● Coordinate labeling data:
————————
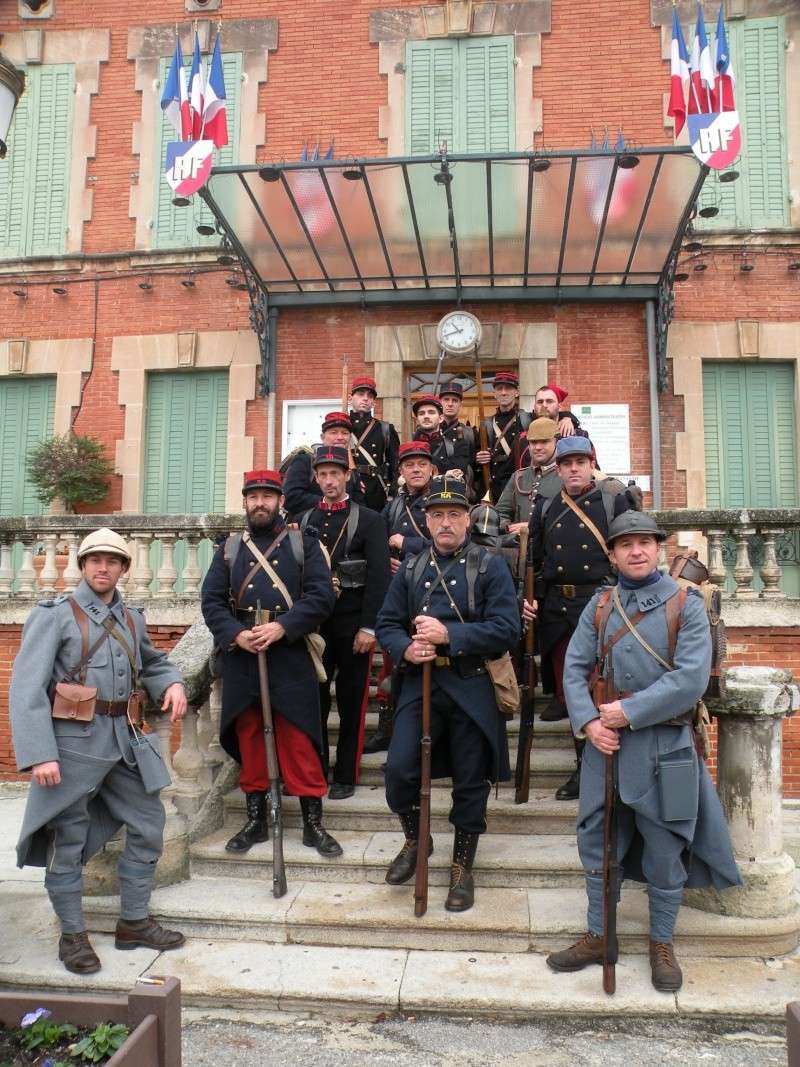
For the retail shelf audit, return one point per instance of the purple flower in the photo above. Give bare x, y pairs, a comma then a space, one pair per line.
41, 1013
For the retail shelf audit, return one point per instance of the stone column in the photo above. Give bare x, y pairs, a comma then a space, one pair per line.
750, 786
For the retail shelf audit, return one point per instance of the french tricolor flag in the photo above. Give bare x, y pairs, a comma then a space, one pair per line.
725, 80
175, 96
195, 91
680, 74
214, 118
701, 70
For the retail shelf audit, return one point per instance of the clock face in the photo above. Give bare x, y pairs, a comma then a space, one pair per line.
459, 332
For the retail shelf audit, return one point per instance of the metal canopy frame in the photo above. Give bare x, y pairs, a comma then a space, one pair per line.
555, 226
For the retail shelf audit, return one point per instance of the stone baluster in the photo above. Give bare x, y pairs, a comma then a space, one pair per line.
188, 763
770, 570
49, 574
750, 786
717, 573
6, 564
166, 573
72, 573
742, 568
191, 575
143, 573
26, 574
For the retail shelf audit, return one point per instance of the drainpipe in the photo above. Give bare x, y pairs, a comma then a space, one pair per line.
272, 385
655, 426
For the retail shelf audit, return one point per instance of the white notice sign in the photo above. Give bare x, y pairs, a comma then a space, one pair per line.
608, 426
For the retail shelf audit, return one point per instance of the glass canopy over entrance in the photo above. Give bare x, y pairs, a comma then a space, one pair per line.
560, 225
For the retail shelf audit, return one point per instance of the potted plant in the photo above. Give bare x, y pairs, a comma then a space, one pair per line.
69, 467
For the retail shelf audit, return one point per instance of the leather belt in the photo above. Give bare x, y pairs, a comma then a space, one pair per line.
248, 615
572, 591
115, 709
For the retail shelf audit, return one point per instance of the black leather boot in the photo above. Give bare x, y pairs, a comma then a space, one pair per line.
461, 896
572, 786
380, 739
404, 864
315, 835
255, 829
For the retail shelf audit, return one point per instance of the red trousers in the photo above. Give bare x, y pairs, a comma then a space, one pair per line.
558, 654
300, 763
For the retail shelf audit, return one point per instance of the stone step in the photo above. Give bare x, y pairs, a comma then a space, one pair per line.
504, 861
367, 811
379, 917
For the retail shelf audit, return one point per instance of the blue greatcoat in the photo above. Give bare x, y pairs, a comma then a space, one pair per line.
495, 630
293, 686
657, 696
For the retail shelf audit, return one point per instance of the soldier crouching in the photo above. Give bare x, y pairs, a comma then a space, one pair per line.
653, 641
453, 605
82, 657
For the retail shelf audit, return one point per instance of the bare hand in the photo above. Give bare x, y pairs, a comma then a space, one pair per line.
612, 715
604, 739
175, 698
267, 634
47, 774
431, 630
419, 652
364, 642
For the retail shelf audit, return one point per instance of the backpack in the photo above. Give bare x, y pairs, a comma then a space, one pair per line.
689, 573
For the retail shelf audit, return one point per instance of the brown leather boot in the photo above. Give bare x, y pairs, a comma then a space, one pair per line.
404, 864
666, 974
588, 950
146, 934
77, 954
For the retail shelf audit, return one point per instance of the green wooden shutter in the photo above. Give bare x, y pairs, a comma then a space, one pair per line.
758, 200
34, 177
177, 226
27, 408
432, 88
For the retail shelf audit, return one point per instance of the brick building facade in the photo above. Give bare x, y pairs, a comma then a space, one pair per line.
124, 322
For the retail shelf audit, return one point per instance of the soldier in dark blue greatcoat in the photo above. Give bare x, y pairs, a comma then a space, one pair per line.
454, 606
296, 595
672, 831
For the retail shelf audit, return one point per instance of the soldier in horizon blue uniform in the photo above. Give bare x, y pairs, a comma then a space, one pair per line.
427, 618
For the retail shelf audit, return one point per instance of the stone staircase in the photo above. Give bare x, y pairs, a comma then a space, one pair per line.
340, 920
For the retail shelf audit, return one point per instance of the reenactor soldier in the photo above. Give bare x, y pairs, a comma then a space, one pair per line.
301, 489
541, 477
453, 605
447, 454
285, 573
671, 829
76, 709
374, 444
505, 432
354, 539
568, 543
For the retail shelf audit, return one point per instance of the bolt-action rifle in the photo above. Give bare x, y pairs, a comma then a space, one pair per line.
273, 769
522, 771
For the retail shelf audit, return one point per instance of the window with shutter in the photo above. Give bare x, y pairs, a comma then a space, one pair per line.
758, 200
177, 226
34, 176
27, 408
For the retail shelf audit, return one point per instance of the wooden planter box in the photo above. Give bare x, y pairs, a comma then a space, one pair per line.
150, 1012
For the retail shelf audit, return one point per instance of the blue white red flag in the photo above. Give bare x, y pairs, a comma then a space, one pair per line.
175, 96
214, 117
195, 91
678, 75
725, 80
701, 70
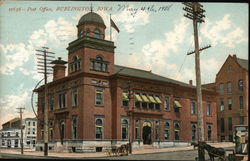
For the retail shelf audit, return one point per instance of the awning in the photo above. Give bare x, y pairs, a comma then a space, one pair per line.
177, 104
157, 100
151, 99
125, 96
138, 98
145, 98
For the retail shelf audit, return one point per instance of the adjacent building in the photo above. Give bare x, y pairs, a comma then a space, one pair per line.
99, 104
232, 87
10, 134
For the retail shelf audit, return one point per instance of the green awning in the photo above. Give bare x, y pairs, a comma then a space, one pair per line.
138, 98
151, 99
177, 104
125, 96
145, 98
157, 100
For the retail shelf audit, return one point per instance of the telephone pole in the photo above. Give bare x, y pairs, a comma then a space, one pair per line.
195, 12
45, 69
21, 127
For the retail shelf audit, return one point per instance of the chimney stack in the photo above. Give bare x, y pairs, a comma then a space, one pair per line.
191, 82
58, 68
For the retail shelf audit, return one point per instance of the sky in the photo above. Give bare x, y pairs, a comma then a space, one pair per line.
153, 36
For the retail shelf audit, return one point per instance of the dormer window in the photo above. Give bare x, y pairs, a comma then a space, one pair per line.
97, 33
76, 64
98, 64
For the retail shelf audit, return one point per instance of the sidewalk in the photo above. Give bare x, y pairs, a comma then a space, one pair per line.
104, 154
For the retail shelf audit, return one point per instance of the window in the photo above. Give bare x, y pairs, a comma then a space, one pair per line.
177, 105
229, 87
137, 129
98, 64
221, 104
157, 130
193, 128
167, 105
193, 108
125, 99
221, 88
167, 130
145, 101
74, 127
51, 104
222, 128
229, 102
158, 102
241, 120
62, 130
75, 65
99, 96
80, 33
124, 129
240, 85
209, 132
97, 34
230, 124
98, 128
209, 113
62, 100
241, 102
16, 143
88, 32
176, 131
138, 100
74, 97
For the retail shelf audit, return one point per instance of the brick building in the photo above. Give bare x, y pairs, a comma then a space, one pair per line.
232, 101
99, 104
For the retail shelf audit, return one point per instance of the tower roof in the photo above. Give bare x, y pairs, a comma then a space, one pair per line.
91, 18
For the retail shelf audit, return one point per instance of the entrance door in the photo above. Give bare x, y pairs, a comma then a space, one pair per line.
9, 143
146, 133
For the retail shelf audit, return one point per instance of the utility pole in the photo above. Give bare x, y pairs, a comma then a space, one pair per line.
195, 12
45, 69
21, 127
130, 114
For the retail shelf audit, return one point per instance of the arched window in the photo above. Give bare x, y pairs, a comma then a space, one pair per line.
193, 132
98, 129
209, 132
124, 129
176, 131
98, 64
76, 64
166, 130
87, 32
97, 33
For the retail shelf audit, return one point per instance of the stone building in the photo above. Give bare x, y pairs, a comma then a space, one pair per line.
10, 134
99, 104
232, 87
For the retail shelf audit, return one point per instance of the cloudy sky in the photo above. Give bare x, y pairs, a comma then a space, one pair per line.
153, 36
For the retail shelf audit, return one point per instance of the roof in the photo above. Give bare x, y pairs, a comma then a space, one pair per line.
91, 17
243, 63
122, 70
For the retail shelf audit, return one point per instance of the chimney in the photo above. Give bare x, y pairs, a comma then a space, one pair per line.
191, 82
58, 68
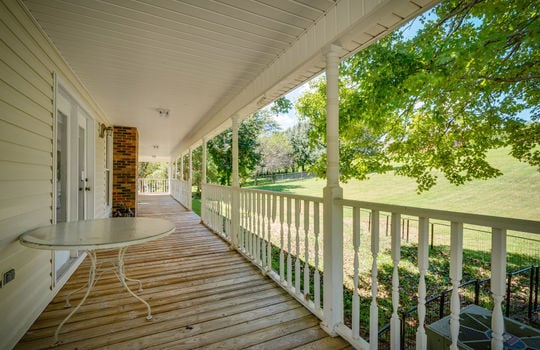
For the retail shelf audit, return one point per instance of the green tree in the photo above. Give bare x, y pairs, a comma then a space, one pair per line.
196, 162
275, 153
154, 170
303, 152
249, 130
437, 102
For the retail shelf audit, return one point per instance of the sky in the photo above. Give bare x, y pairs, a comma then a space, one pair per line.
285, 121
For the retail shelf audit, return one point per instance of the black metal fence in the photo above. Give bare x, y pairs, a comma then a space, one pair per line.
518, 305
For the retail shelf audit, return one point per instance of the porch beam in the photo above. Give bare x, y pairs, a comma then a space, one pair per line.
333, 212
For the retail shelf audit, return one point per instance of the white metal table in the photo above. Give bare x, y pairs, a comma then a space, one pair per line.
94, 235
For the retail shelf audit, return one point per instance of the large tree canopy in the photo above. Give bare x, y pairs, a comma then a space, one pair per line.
436, 103
220, 147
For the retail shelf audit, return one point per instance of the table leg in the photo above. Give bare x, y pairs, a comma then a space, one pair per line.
123, 279
91, 280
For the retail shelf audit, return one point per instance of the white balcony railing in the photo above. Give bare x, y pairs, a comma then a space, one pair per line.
181, 191
281, 234
149, 186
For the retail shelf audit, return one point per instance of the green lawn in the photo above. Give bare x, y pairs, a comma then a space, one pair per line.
515, 194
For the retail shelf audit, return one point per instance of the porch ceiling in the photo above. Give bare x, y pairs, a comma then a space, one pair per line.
202, 59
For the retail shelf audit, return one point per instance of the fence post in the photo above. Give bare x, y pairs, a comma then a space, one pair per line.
498, 270
441, 304
476, 292
508, 295
531, 291
537, 273
432, 234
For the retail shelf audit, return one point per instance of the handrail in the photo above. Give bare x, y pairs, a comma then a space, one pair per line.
472, 219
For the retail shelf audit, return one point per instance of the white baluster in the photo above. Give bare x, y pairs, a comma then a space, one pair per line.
498, 285
356, 296
316, 231
252, 225
306, 250
396, 256
258, 231
374, 309
456, 266
271, 218
281, 241
242, 232
297, 207
423, 264
263, 238
289, 247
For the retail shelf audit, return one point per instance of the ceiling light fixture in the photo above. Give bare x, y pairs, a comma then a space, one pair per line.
163, 112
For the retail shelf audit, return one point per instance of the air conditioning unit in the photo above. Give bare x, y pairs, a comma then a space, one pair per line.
475, 332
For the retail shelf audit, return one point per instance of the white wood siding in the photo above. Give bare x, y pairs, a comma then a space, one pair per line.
27, 63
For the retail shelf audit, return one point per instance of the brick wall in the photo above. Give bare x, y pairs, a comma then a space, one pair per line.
125, 159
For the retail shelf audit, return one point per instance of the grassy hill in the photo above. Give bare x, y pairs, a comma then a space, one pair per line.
515, 194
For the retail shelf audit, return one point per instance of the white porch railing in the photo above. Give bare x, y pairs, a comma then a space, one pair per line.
181, 191
274, 224
148, 186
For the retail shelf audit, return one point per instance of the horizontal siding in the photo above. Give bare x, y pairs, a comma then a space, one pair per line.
27, 264
14, 153
38, 124
13, 226
27, 63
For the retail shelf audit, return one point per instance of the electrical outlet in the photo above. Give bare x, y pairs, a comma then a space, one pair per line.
7, 277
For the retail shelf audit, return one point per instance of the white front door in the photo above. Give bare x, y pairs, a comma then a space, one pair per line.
83, 181
73, 169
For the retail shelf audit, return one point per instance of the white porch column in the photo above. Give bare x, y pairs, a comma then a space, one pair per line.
190, 180
182, 167
235, 194
203, 162
333, 213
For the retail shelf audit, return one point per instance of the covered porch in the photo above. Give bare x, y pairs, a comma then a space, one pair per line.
202, 293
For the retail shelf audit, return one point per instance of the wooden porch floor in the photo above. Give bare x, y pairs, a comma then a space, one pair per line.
203, 296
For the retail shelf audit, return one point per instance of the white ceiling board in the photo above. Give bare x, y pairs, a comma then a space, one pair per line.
202, 59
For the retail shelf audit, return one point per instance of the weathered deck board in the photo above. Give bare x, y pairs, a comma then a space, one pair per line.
203, 295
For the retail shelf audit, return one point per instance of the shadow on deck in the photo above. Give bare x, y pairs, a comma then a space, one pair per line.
203, 295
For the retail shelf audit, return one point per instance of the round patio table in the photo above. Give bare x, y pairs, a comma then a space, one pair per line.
94, 235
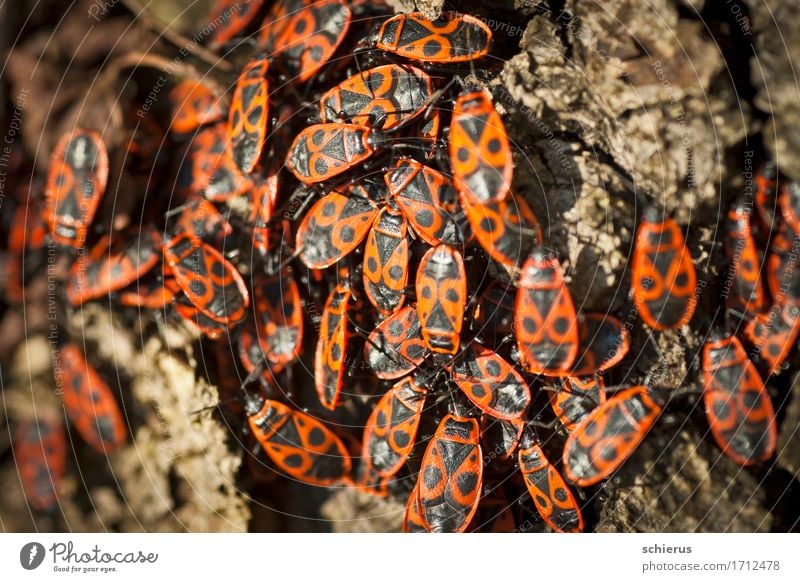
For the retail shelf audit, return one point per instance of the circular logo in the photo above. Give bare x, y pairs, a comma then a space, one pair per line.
31, 555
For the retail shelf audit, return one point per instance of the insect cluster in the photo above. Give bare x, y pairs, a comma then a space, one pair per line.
359, 166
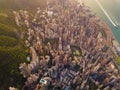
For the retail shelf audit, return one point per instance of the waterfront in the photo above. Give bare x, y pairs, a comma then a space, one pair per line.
112, 9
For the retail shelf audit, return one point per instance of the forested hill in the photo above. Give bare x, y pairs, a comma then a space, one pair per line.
12, 50
20, 4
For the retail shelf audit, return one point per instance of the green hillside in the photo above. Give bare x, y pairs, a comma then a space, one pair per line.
12, 49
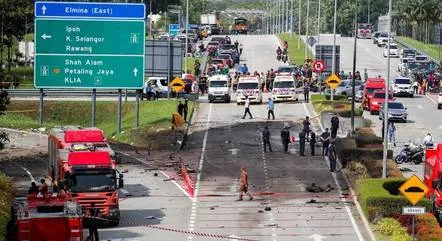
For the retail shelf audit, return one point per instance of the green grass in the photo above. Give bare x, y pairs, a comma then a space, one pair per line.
296, 55
154, 117
429, 49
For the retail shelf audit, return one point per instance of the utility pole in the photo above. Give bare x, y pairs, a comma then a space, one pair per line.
353, 82
387, 93
306, 30
334, 45
291, 19
187, 32
319, 21
299, 24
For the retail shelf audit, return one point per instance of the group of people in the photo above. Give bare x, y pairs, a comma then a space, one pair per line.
307, 135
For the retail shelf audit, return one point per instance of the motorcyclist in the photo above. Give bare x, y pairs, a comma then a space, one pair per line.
428, 140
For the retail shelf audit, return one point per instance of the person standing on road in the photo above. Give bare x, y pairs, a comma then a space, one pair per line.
301, 137
270, 109
306, 91
332, 156
266, 139
94, 213
285, 138
247, 108
312, 143
180, 108
334, 125
392, 133
325, 138
186, 108
244, 184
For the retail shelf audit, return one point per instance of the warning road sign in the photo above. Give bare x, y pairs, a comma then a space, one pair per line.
177, 84
414, 189
333, 81
319, 66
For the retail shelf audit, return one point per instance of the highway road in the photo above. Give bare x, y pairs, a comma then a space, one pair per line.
422, 110
277, 180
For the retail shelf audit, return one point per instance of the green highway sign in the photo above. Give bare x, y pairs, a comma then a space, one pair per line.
89, 53
123, 72
83, 36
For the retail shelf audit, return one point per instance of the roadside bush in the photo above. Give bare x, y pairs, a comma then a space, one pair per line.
374, 197
428, 228
6, 197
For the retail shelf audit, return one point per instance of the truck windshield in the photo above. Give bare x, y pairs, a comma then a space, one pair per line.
218, 84
92, 181
247, 86
284, 84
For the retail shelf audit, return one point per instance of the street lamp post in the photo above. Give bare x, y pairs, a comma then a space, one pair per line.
387, 93
187, 34
299, 24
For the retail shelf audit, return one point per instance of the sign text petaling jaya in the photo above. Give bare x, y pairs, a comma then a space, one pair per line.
85, 53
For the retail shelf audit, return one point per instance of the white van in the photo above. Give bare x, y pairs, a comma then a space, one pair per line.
161, 83
219, 88
249, 86
284, 88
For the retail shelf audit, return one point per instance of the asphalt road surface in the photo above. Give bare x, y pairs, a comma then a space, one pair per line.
423, 116
276, 180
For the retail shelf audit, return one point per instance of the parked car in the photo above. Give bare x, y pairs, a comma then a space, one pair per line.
393, 51
396, 112
378, 99
402, 86
345, 87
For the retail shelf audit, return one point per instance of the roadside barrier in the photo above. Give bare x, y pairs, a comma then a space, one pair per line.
187, 180
219, 236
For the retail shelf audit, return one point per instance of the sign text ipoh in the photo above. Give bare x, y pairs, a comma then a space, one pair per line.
82, 52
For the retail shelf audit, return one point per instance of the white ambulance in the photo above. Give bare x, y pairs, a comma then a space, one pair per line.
284, 88
249, 86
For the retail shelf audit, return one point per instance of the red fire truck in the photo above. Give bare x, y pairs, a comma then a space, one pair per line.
82, 160
433, 177
50, 218
364, 30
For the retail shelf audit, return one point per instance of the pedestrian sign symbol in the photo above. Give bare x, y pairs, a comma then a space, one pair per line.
177, 84
44, 70
414, 189
333, 81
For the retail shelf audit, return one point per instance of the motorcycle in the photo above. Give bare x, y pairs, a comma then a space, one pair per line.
409, 153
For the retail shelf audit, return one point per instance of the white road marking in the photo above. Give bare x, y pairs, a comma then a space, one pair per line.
347, 208
198, 178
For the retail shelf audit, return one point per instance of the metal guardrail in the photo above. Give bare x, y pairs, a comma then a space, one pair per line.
418, 50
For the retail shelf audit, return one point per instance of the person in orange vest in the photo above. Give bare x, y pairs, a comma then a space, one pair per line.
244, 184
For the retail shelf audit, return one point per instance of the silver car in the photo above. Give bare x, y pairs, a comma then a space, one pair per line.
345, 88
396, 112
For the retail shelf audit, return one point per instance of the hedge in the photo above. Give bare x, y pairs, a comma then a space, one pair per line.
428, 228
377, 201
6, 198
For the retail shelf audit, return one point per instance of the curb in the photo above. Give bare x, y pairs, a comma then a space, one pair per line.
355, 200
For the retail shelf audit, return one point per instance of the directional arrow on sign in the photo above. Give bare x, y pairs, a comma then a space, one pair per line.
234, 151
317, 237
45, 36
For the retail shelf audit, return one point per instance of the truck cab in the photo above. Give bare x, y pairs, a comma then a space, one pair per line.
249, 86
433, 177
284, 88
219, 88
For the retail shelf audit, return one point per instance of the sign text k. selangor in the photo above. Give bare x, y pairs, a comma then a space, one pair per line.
89, 50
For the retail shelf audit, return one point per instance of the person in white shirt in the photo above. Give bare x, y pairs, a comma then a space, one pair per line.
247, 108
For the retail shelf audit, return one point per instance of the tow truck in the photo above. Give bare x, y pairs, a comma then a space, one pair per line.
81, 159
433, 177
49, 218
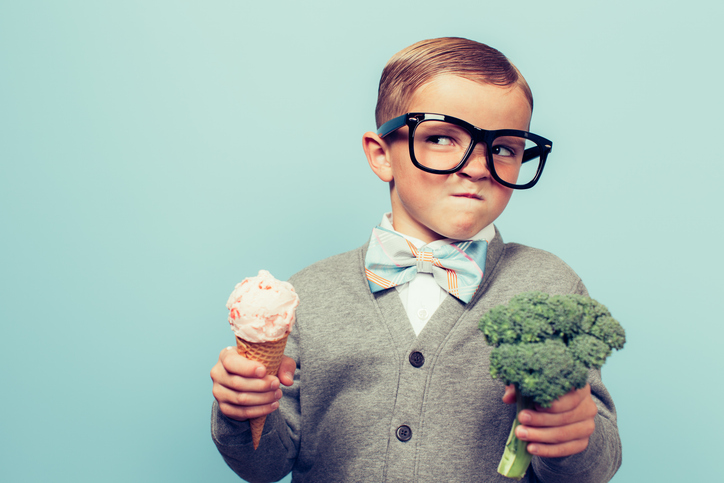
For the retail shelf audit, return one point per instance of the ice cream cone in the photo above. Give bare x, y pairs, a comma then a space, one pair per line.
270, 354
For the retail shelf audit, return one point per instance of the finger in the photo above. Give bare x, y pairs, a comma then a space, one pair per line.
242, 413
586, 410
236, 364
568, 401
286, 371
558, 434
509, 396
250, 384
224, 395
558, 450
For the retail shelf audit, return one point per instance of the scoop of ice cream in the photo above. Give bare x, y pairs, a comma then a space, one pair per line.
261, 308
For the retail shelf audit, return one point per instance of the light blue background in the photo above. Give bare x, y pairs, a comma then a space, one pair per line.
155, 153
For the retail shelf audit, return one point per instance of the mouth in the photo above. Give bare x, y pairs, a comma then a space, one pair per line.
472, 196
————————
● WRITTEN EXERCISE:
Return exactly the lines from the one containing "the ice cream" through the last line of the records above, both included, and nothing else.

● TASK RESULT:
For the retail shelf audit, return one point per instance of the ice cream cone in the photo above. Give bare x, y pairs, a comma then a space, one pair per line.
270, 354
For the retail shelf audit, return one point per instance of the finger in the photo above. Give bare x, y pairs, a comma then a space, one pair per line.
242, 413
586, 410
236, 364
568, 401
286, 371
558, 434
509, 396
250, 384
224, 395
558, 450
For the retail shelf audit, return one point per instance of the scoop of ice cream in the photo above. Give bare x, y pairs, a comma then a space, one pair per line.
261, 308
For the retail shelf audit, return one point per instance of the light blue background in the photo above. Give bare x, y pairs, a comma then a space, one pair per line.
155, 153
For the retail shelf audit, return one point per instance of the mouth in the photo above. Give bare x, y pairs, a comma then a space, one pair per line.
472, 196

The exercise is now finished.